───── DATA SHOWN

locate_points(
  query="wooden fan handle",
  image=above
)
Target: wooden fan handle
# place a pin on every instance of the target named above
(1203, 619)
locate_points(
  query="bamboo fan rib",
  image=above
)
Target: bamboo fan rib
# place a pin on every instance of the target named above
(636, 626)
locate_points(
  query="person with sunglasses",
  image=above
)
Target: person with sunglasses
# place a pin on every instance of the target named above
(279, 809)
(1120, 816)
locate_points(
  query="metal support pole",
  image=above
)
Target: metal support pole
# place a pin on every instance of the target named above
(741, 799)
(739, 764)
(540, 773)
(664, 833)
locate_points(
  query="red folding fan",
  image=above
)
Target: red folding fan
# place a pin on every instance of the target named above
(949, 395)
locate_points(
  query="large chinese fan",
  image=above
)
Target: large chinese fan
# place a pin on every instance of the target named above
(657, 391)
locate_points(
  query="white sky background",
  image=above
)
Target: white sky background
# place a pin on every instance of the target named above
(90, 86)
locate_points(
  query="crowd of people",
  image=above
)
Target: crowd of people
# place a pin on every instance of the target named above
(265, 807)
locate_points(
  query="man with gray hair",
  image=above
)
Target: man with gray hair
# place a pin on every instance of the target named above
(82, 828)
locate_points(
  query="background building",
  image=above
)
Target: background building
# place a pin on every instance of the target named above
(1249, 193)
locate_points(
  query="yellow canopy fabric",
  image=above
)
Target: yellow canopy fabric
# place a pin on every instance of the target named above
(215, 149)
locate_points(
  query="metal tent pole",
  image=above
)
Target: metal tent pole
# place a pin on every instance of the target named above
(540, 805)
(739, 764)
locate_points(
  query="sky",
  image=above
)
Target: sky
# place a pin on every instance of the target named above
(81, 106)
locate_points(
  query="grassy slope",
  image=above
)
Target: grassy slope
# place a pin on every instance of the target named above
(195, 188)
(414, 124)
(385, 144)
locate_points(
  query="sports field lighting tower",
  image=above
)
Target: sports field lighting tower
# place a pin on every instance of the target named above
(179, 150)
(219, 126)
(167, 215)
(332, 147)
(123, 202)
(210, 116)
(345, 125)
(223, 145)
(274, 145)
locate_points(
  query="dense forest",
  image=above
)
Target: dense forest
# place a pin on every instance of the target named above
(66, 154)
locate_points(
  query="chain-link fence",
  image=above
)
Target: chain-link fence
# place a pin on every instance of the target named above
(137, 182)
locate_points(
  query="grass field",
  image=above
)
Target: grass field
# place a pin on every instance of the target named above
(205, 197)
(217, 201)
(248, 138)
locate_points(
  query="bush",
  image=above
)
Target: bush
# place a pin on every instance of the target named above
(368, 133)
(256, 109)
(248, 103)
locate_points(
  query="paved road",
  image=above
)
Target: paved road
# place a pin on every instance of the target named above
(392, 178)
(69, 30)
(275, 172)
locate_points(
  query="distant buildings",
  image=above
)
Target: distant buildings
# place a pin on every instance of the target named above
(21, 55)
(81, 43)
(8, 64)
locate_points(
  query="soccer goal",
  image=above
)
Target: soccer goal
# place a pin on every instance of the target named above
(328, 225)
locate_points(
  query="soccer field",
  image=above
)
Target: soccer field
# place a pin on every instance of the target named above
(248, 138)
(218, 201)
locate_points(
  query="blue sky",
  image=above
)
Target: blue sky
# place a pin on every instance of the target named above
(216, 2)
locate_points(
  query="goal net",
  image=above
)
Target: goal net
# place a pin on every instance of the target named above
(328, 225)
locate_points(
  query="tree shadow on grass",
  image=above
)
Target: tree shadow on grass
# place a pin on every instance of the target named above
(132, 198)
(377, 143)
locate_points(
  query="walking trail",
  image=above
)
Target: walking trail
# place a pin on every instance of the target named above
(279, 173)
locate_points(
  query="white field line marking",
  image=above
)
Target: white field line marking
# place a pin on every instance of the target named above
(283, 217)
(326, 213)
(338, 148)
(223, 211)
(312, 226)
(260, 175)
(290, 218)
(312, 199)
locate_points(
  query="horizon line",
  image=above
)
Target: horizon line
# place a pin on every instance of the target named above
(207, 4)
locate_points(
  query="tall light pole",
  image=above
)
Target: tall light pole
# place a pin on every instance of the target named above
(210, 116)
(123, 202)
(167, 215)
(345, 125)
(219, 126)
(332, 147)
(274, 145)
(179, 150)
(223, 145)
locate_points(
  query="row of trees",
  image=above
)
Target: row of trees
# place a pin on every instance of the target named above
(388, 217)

──────────

→ THE TASK:
Each entry above is to be quoted exactly.

→ TASK RESULT:
locate_points(
  query="wooden fan handle",
  image=above
)
Target: wooden fan handle
# place a pin on every instance of the target named above
(1203, 619)
locate_points(
  query="bamboo fan rib",
  image=above
)
Target: bamboo fan rib
# place a pin on every instance of the target named above
(636, 626)
locate_points(
  query="person with sunglasses",
  image=above
)
Target: person with sunglasses
# place a pin on every instance of the target named above
(279, 809)
(1120, 816)
locate_points(
  query="metal support pole",
  image=above
)
Target: metal support pole
# place a pin on every instance of the target named above
(741, 799)
(739, 764)
(540, 773)
(664, 833)
locate_points(
  query="red folding fan",
  image=above
)
Target: red folding fan
# place a pin on every instance of the target named above
(949, 395)
locate_points(
  query="large chinese fan",
  image=above
)
Target: large chinese fan
# place a pin on every instance of the target named above
(657, 391)
locate_points(
  query="white sky background",
  image=above
)
Target: white sky background
# place a pin on every instance of the target named above
(90, 86)
locate_points(
  query="crowd of people",
  image=above
)
Target: crowd of people
# place a pin on every instance of the target named above
(265, 807)
locate_points(
  query="man with gray hair",
  image=above
)
Target: man with gray hair
# place a pin on every instance of the target named above
(82, 828)
locate_points(
  query="background building",
  image=above
)
Target: background building
# place a pin on every instance of the target named above
(1249, 193)
locate_points(
  query="yellow canopy fabric",
  image=above
)
Target: yellow canopy fabric
# place a pin on every instance of the target named above
(215, 149)
locate_points(
  query="metal tent pole",
  image=above
)
Target: metal tent pole
# place a pin on every instance of the target named above
(540, 805)
(739, 764)
locate_points(
  query="sky",
  image=above
)
Target: sky
# place a pin on every instance of the target named above
(81, 106)
locate_points(
  query="grassy slope",
  image=above
)
Target: grassy slope
# place a pin on every instance of the target named above
(195, 188)
(414, 124)
(385, 144)
locate_points(
  query="sports field lighting tower",
  image=above
)
Target: sports field lighting tower
# place a pin on every instance of the target named above
(179, 150)
(219, 126)
(167, 215)
(332, 147)
(123, 202)
(210, 116)
(345, 125)
(223, 145)
(274, 145)
locate_points(
  query="dense forest",
  image=above
)
Target: dense forest
# place a pin on every instance of the target named above
(66, 154)
locate_points(
  query="chain-link fence",
  image=above
)
Target: chain-link fence
# place a pin on every instance of the target named above
(137, 182)
locate_points(
  query="grass field",
  image=above
)
Target: grass field
# place a pin on every instance of the target named above
(205, 197)
(217, 201)
(248, 138)
locate_points(
  query="bush",
  image=above
)
Target: bush
# place a pin on every instance of the target named above
(368, 133)
(256, 109)
(248, 103)
locate_points(
  query="paved road",
  image=above
)
Target: paved road
# place a pin on every instance of the target named above
(392, 178)
(69, 30)
(275, 172)
locate_points(
  query="distant buildings",
  image=above
)
Target: distant buildings
# place a pin on every instance of the target named above
(21, 55)
(81, 43)
(8, 64)
locate_points(
  query="soccer goal",
  image=above
)
Target: soccer goal
# place a pin on every instance of the target named above
(328, 225)
locate_points(
  query="soccer field",
  image=above
)
Target: soccer field
# place a pin on every instance of the target named above
(248, 138)
(218, 201)
locate_points(
  query="blue sky",
  image=above
)
Target: blue sky
# place a pin on every instance of the target named above
(216, 2)
locate_points(
  query="goal net",
  image=above
)
Target: goal net
# place a pin on every instance of the target named above
(328, 225)
locate_points(
  query="tree shadow on grass",
  image=above
)
Target: tree shadow on grass
# place a pin on every instance of the target named above
(132, 198)
(377, 143)
locate_points(
  query="walking trail",
  image=above
)
Target: walking trail
# place a pin on every instance of the target named above
(279, 173)
locate_points(
  query="white field line marking",
  image=above
)
Target: white field line marking
# place a pin on every instance of the target named above
(283, 217)
(326, 213)
(338, 148)
(223, 211)
(312, 226)
(260, 175)
(290, 218)
(312, 199)
locate_points(
  query="horizon line",
  image=above
)
Target: horizon line
# place a pin on every instance of the target named above
(207, 4)
locate_points(
  query="tall light pole",
  image=above
)
Target: tall light pole
# place a pin on every instance of the target named above
(210, 116)
(123, 202)
(167, 215)
(345, 125)
(219, 126)
(332, 147)
(274, 145)
(179, 150)
(223, 145)
locate_points(
  query="row of trees",
  image=above
)
Target: row of trees
# place a pin on every instance of the target named above
(388, 217)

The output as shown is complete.